[Opening Text under study section]

Echoing Keith Vaz, MP for Leicester East, most workers employed by Samworth Brothers have “grave concerns” that they will “significantly disadvantaged” by proposed changes to their terms and conditions (“Keith Vaz meets Samworth boss to express ‘grave concerns’” February 27, Leicester Mercury).
More than a hundred workers gathered at a vibrant public meeting on Friday night (on Belgrave Road) to learn more about how their joining the Bakers Food and Allied Workers Union will enable them to fight for decent, just and fair treatment at work.
This, most recent public forum, followed an initial union meeting held two weeks earlier that had been attended by over 300 workers; and another packed-meeting that was held in Melton Mowbray last weekend.
Workers in all three instances were adamant that their bosses should be forced to recognise a union in their workplace; and employees, who in many cases stood to “lose thousands of pounds in wages,” eagerly took away union membership forms for themselves and their co-workers.
A number of speakers addressed Friday’s meeting including a local representative of the National Shop Stewards Network, who offered “solidarity from shop stewards up and down the country who want to support you in your efforts to unionise your workplaces and fight off the massively unfair changes to pay proposed by Samworth Brothers. Your fight is our fight, and we will stand with you.”
One Samworth worker put it simply: it is “us on the shopfloor working hard for Samworth Brothers and we are not happy about the cuts.”
The highlight of the latest meeting however was a speech delivered by a local doctor, who brought a message of support from members of the British Medical Association who have been forced into taking industrial action against the government.

[Closing Text under study section]
[Opening Given information section]

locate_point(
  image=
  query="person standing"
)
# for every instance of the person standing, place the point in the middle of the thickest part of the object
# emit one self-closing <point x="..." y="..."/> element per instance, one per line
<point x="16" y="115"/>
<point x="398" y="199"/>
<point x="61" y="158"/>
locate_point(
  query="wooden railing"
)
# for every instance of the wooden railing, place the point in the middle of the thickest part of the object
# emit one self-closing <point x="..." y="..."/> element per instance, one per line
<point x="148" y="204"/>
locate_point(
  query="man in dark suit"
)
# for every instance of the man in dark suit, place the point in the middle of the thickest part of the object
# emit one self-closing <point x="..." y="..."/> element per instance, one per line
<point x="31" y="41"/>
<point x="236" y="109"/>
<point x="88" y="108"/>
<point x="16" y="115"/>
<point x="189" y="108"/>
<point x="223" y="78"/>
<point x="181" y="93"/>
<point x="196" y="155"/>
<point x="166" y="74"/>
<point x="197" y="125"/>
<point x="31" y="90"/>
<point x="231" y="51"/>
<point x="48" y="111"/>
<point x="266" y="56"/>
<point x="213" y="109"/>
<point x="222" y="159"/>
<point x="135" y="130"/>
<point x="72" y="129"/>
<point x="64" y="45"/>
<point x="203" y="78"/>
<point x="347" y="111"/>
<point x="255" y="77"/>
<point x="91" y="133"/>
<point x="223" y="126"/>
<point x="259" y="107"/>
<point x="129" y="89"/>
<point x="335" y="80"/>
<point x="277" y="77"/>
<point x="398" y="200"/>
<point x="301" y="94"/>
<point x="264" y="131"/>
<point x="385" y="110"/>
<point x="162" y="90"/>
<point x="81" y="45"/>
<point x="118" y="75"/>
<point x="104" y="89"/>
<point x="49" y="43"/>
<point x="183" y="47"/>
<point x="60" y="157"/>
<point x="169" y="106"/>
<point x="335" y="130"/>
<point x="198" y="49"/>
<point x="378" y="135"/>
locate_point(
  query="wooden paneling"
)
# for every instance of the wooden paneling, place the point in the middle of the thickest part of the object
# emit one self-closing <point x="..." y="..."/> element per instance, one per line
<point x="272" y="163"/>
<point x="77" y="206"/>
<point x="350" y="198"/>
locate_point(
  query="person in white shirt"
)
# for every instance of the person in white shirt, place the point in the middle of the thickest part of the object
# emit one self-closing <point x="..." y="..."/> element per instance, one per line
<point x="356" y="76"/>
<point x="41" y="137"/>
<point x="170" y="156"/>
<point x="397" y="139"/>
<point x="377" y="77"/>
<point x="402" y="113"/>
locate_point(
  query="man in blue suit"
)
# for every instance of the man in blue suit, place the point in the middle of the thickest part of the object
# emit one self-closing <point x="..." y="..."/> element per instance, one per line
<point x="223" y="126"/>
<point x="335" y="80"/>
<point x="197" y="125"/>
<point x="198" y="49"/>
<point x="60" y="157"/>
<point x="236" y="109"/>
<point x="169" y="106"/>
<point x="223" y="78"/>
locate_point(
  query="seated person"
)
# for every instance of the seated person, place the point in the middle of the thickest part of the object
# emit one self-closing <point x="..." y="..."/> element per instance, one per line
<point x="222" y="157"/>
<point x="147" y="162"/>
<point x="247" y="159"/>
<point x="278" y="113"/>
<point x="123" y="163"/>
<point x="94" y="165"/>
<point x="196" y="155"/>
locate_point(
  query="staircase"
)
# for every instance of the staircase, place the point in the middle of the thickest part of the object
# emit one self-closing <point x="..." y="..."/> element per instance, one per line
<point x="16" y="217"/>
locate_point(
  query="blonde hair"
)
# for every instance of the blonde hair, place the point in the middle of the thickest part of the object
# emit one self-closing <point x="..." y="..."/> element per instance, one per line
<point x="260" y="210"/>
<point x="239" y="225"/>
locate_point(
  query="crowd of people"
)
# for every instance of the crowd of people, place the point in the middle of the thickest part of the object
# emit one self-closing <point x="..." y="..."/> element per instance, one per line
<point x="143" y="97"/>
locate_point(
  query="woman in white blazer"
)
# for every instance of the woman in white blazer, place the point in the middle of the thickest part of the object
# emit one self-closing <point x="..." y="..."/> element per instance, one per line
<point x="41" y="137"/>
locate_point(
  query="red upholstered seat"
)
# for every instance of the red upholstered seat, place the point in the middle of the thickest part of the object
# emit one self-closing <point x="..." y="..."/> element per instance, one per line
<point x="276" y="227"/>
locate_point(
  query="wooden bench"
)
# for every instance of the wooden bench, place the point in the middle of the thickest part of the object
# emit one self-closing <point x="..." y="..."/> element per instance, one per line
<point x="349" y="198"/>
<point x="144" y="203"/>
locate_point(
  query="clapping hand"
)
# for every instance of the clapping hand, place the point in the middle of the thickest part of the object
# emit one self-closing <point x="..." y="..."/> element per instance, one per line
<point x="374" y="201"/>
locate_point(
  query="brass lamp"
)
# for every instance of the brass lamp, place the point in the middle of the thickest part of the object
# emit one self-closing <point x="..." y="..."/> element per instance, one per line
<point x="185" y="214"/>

[Closing Given information section]

> Aim of the task:
Please continue the article about the Samworth Brothers workers' union meetings, picking up after its last sentence on the local doctor's speech.

> Reply to the exercise:
The doctor, Jeanna Strutinsky-Mason, pointed out that “alot of our contract issues are very similar to your own issues.” In both instances, management say they are offering a better deal for workers, and in both instances the workers disagree.
Dr Strutinsky-Mason made it clear that in order to win in the fight for justice, all workers need “to stand together,” and she suggested that in Leicester, “joint demonstrations” might be organised in the future between doctors and Samworth employees.
This letter was emailed to the Leicester Mercury mailbox on February 28.
One angry worker at Friday’s meeting (February 26) asked the pertinent question: “Why is Mr Vaz not here? People want solidarity and support!”
It turns out that Keith Vaz had been invited to the meeting some two weeks earlier, but chose to send his apologies for the second time running. This is despite the fact that he holds a weekly surgery session in Leicester every Friday night.
As the worker from the audience put it: “He is always busy when we need his help.”